-- Stated problem --
Every record that follows should be printed verbatim.

Object location annotation data:
════════

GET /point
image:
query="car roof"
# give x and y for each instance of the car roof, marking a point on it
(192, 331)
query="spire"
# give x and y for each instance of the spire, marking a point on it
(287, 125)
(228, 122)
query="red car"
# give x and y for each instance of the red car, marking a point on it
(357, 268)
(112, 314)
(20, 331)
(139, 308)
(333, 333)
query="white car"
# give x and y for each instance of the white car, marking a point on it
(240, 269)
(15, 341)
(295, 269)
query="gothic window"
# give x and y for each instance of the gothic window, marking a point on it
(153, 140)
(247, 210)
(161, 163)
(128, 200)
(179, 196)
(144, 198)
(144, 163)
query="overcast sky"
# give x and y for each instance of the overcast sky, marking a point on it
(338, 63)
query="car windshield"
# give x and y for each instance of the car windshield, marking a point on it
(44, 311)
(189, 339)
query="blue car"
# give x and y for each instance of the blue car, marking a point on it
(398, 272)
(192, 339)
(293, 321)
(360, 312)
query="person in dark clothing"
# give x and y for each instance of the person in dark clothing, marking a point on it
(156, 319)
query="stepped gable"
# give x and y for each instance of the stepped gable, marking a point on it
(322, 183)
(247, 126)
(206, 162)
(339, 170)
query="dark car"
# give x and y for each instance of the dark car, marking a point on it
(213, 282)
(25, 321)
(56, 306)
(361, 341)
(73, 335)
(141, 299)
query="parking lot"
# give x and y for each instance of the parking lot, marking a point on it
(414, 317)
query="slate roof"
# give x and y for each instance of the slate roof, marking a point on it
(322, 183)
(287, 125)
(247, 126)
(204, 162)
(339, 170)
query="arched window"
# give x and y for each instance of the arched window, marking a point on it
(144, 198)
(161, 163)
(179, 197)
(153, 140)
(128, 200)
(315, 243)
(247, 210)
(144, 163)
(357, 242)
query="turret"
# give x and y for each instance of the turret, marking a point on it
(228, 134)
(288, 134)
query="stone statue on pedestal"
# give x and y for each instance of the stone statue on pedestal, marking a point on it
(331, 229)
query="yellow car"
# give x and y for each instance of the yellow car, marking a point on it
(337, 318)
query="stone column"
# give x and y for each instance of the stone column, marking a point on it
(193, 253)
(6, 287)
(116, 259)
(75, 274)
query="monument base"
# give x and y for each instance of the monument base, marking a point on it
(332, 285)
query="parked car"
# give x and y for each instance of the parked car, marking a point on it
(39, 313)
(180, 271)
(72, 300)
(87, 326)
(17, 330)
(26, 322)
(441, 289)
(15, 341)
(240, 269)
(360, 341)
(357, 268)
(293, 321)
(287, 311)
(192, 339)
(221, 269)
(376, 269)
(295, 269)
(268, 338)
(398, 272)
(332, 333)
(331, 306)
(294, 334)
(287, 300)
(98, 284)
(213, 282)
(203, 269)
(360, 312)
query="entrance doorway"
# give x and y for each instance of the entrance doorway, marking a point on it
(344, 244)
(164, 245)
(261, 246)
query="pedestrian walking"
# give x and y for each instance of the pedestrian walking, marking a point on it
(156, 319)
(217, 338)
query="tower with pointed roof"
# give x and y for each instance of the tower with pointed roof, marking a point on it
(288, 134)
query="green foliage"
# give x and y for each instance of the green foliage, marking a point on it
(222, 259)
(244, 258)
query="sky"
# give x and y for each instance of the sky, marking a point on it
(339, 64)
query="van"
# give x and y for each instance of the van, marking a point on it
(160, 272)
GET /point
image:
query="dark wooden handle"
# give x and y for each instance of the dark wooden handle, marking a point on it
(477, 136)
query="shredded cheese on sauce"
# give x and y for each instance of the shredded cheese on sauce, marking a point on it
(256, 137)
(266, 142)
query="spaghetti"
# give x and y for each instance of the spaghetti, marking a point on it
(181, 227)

════════

-- Worked answer --
GET /point
image:
query="car roof"
# give x and y for each instance of the car roof, marking a point on it
(192, 331)
query="spire"
# give x and y for each instance of the spire, marking a point on it
(287, 125)
(228, 122)
query="red car"
# give x and y for each instance of the red car, marking a point on it
(357, 268)
(112, 314)
(20, 331)
(139, 308)
(333, 333)
query="white car"
# give x and y for each instance of the white car, marking a point on it
(240, 269)
(15, 341)
(295, 269)
query="gothic window"
# give x and y for each instance of the gothic window, marking a point on it
(153, 140)
(247, 210)
(161, 163)
(128, 200)
(179, 196)
(144, 198)
(144, 163)
query="overcast sky"
# give x and y for each instance of the overcast sky, marking a point on it
(338, 63)
query="car windshield"
# give x and y for each instance of the car windshield, marking a point on it
(44, 311)
(189, 339)
query="blue car"
# give x and y for each instance of the blue car, marking a point on it
(398, 272)
(192, 339)
(293, 321)
(360, 312)
query="person in dark clothing"
# give x and y for each instance of the person in dark clothing, marking a point on it
(156, 319)
query="stepped gable"
# give x and y for each instance of the stepped gable, marking a point on it
(322, 183)
(247, 126)
(206, 162)
(339, 170)
query="dark car"
# give x and y for each instance of the dark car, marking a point on it
(213, 282)
(25, 321)
(56, 306)
(361, 341)
(73, 335)
(141, 299)
query="parking lot"
# give x and y for each instance of the parking lot, marking a point on it
(414, 317)
query="slate roof"
# give x and y for each instance of the slate roof, marking a point on it
(322, 183)
(287, 125)
(247, 126)
(204, 162)
(339, 170)
query="arched window"
# give x and y for each instance of the arched window, marking a point on it
(144, 198)
(161, 163)
(179, 197)
(153, 140)
(128, 200)
(315, 243)
(247, 210)
(144, 163)
(357, 242)
query="turret"
# give x and y for each instance of the turret, marking a point on it
(228, 134)
(288, 134)
query="stone statue on pedestal"
# give x and y for each instance of the stone statue on pedestal, marking a point on it
(331, 229)
query="yellow car"
# give x and y for each instance of the yellow car, marking a point on it
(337, 318)
query="stone column"
# give x and y for each instance of the stone column, marking a point on it
(193, 253)
(6, 287)
(116, 259)
(75, 274)
query="monument base"
# give x and y for each instance of the monument base, marking a point on it
(332, 285)
query="parked car"
# give x and y for each instance of the parked car, marking a point on it
(39, 313)
(180, 271)
(72, 300)
(87, 326)
(17, 330)
(26, 322)
(441, 289)
(15, 341)
(240, 269)
(360, 341)
(357, 268)
(293, 321)
(287, 311)
(192, 339)
(221, 269)
(376, 269)
(295, 269)
(268, 338)
(398, 272)
(332, 333)
(331, 306)
(294, 334)
(287, 300)
(98, 284)
(213, 282)
(203, 269)
(360, 312)
query="entrance doorway"
# give x and y for each instance of the entrance doorway, marking a point on it
(344, 244)
(164, 245)
(261, 246)
query="pedestrian walking"
# give x and y for each instance of the pedestrian walking, marking a point on it
(156, 319)
(217, 338)
query="tower with pointed roof"
# give x and y for each instance of the tower with pointed roof, marking a point on it
(288, 134)
query="green foliage"
# give x and y for each instance of the green foliage, marking a point on it
(222, 259)
(244, 258)
query="sky"
# give x and y for each instance of the sky, marking a point on it
(339, 64)
query="van"
# give x and y for each instance of the van, marking a point on it
(160, 272)
GET /point
image:
query="dark wooden handle"
# give x and y for each instance of the dark wooden handle, marking a point on it
(477, 136)
query="shredded cheese on sauce"
# give x and y for each instance of the shredded cheese on sauce, marking a point on it
(256, 137)
(266, 142)
query="spaghetti"
# give x and y for each instance of the spaghetti, marking a point on it
(181, 227)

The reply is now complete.